DO THIS: Can you reproduce the records below verbatim, starting at their very first line and ending at the line that contains "column 259, row 126", with both of those lines included and nothing after it?

═══ DATA

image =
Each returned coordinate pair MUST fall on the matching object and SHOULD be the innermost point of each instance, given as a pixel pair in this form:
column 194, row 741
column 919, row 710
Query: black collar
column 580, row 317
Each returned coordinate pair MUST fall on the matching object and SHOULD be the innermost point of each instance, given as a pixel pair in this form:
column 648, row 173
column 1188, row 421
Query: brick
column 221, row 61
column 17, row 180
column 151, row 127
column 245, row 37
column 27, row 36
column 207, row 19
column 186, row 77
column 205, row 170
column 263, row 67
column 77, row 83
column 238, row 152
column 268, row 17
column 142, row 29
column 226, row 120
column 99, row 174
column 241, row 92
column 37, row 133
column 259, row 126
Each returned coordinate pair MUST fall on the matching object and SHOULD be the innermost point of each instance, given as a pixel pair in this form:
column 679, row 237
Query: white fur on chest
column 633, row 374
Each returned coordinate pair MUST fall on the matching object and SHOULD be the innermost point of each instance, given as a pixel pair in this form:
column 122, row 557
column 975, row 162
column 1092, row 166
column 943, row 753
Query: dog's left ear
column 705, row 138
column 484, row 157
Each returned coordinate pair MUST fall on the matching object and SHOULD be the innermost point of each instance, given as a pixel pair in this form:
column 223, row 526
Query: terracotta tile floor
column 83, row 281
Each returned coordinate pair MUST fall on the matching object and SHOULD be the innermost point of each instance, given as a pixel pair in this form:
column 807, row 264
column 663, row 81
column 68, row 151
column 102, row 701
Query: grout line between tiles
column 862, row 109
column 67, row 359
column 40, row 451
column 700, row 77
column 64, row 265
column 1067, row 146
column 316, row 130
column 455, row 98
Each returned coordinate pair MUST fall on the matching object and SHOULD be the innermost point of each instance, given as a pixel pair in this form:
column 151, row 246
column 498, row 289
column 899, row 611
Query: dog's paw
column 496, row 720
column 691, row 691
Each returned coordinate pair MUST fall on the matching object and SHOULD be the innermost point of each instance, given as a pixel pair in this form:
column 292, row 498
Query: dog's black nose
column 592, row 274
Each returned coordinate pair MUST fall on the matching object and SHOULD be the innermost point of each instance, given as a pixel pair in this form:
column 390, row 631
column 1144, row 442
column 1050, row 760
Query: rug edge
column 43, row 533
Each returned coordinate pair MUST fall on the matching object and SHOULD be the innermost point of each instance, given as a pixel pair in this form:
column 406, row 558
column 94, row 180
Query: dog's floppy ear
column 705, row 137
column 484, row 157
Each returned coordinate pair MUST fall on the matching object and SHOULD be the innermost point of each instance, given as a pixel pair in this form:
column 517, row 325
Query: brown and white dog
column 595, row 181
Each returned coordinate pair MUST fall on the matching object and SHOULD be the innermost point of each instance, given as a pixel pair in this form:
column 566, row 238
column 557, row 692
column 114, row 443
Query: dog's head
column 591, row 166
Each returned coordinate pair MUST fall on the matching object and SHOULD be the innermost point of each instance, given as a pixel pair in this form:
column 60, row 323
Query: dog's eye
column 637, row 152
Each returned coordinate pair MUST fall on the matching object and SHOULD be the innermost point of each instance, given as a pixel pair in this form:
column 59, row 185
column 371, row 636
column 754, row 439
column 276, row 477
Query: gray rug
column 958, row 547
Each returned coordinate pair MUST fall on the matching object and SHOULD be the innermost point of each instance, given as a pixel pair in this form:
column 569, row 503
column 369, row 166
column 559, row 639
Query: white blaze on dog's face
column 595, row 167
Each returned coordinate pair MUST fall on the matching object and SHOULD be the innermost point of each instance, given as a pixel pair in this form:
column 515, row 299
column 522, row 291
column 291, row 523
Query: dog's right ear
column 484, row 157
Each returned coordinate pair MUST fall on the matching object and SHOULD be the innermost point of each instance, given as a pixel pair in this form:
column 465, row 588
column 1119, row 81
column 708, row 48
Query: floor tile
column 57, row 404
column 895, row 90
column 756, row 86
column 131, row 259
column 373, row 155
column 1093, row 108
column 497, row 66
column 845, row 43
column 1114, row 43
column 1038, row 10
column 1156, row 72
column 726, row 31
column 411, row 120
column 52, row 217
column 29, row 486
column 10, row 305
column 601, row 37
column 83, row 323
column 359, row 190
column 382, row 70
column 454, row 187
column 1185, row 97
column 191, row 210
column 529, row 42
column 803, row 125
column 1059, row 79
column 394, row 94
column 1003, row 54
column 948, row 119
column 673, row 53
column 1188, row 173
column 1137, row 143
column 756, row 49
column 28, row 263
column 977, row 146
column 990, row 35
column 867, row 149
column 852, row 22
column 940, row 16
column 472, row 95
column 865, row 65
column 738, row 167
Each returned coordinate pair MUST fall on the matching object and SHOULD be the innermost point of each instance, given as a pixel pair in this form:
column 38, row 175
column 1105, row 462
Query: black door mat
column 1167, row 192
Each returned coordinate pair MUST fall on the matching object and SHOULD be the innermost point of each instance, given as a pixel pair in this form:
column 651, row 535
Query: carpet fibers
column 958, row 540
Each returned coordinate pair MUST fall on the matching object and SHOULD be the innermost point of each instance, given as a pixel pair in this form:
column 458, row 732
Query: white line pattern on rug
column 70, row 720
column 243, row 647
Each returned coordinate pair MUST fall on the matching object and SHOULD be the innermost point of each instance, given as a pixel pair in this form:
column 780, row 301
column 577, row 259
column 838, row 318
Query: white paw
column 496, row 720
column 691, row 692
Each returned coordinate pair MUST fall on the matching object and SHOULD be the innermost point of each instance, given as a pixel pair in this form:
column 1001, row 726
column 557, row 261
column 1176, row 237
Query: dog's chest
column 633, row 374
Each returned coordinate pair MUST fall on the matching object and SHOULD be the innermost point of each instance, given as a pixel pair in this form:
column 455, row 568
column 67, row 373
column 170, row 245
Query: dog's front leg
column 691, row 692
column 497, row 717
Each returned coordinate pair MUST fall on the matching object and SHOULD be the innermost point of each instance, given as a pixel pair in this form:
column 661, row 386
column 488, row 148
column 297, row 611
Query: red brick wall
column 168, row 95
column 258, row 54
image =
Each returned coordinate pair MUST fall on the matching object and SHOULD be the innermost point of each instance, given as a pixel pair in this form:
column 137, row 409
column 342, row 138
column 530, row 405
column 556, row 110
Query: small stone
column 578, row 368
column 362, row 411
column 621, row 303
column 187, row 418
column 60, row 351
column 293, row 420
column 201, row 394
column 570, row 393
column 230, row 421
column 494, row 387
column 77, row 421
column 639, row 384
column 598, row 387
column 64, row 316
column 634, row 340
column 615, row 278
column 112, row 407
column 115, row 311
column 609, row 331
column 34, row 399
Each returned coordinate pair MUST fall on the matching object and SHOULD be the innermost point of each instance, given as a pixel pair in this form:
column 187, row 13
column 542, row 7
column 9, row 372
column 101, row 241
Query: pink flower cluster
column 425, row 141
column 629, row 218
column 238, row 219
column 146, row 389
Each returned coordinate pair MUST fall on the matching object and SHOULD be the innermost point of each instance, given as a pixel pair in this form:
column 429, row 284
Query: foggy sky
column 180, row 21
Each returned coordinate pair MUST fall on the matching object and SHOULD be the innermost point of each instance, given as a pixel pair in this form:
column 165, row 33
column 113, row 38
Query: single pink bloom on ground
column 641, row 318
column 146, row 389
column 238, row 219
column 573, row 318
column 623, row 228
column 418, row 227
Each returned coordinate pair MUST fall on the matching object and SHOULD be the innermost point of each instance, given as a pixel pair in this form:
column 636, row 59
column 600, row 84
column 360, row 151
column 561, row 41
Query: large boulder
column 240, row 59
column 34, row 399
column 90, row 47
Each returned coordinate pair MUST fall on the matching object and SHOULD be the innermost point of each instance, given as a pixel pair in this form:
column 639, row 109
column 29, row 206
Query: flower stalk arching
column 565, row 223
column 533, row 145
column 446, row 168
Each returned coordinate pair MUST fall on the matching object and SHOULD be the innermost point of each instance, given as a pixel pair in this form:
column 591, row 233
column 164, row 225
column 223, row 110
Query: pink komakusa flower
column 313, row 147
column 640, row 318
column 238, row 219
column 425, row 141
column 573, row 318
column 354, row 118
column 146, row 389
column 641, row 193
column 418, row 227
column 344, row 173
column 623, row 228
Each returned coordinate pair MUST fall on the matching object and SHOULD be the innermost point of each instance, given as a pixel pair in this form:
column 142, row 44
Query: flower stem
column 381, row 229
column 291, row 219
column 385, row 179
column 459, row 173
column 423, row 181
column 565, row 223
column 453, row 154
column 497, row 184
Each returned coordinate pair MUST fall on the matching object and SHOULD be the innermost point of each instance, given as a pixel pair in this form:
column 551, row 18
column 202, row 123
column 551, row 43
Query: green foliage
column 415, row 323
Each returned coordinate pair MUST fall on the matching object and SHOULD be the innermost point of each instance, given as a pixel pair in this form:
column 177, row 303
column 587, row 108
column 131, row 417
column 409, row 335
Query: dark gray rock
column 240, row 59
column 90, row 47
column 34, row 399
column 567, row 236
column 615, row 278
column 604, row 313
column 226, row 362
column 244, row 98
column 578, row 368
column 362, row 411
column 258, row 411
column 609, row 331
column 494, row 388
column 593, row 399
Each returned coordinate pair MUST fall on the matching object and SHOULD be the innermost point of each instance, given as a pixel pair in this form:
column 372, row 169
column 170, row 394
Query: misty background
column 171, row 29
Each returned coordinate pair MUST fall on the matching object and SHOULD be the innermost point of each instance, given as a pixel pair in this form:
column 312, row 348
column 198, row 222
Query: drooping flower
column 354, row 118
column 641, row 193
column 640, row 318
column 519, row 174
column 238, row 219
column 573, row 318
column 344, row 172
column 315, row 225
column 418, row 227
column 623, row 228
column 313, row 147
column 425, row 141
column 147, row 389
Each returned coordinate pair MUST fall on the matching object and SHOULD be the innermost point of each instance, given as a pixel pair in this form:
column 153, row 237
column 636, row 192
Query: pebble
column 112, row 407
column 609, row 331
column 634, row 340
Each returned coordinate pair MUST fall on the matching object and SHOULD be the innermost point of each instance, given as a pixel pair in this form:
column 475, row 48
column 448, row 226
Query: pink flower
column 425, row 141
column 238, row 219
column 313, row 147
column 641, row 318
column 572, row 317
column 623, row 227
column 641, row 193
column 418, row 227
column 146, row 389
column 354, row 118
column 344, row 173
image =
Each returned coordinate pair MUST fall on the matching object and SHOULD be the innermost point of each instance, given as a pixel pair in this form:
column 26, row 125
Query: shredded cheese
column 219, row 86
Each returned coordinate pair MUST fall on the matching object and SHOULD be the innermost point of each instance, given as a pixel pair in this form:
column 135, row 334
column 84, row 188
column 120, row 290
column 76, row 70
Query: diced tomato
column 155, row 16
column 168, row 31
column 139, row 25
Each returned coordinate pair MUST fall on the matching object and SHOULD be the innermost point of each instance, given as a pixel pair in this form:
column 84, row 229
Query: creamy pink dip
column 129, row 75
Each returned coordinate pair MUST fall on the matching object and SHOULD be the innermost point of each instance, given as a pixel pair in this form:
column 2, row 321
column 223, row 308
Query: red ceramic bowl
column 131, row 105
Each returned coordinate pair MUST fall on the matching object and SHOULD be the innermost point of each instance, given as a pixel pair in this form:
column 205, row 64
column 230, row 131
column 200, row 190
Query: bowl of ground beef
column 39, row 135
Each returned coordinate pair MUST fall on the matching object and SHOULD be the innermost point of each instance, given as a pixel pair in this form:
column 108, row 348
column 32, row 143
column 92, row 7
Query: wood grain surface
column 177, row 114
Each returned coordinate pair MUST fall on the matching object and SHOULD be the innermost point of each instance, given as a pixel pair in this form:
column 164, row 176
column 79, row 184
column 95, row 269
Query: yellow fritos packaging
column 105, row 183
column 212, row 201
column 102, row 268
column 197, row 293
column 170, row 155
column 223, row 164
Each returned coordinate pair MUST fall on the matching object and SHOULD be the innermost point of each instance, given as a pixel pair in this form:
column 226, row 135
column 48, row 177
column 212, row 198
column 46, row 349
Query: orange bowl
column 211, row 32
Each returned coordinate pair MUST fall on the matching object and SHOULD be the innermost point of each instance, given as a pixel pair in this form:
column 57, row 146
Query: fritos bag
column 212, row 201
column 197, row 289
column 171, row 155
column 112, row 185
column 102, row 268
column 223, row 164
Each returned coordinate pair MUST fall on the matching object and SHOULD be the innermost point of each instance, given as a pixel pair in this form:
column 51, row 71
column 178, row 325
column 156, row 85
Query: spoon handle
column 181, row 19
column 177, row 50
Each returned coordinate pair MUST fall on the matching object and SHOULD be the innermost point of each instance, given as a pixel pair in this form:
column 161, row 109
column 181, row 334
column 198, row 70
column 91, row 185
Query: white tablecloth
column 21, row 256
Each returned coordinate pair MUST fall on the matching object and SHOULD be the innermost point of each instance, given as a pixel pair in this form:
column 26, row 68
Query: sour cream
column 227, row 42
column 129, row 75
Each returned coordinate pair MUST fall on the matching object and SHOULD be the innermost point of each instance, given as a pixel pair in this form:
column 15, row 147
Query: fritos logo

══════

FINISHED ANSWER:
image =
Each returned coordinate pair MUST fall on the matching object and SHOULD be the innermost point of each instance, given as a pixel pair in this form:
column 194, row 741
column 919, row 710
Query: black collar
column 580, row 317
Each returned coordinate pair MUST fall on the matching object and SHOULD be the innermost point of each instance, given as a pixel pair in this form:
column 648, row 173
column 1188, row 421
Query: brick
column 221, row 61
column 17, row 180
column 151, row 127
column 245, row 37
column 27, row 36
column 207, row 19
column 186, row 77
column 205, row 170
column 263, row 67
column 77, row 83
column 238, row 152
column 268, row 17
column 142, row 29
column 226, row 120
column 99, row 174
column 241, row 92
column 37, row 133
column 259, row 126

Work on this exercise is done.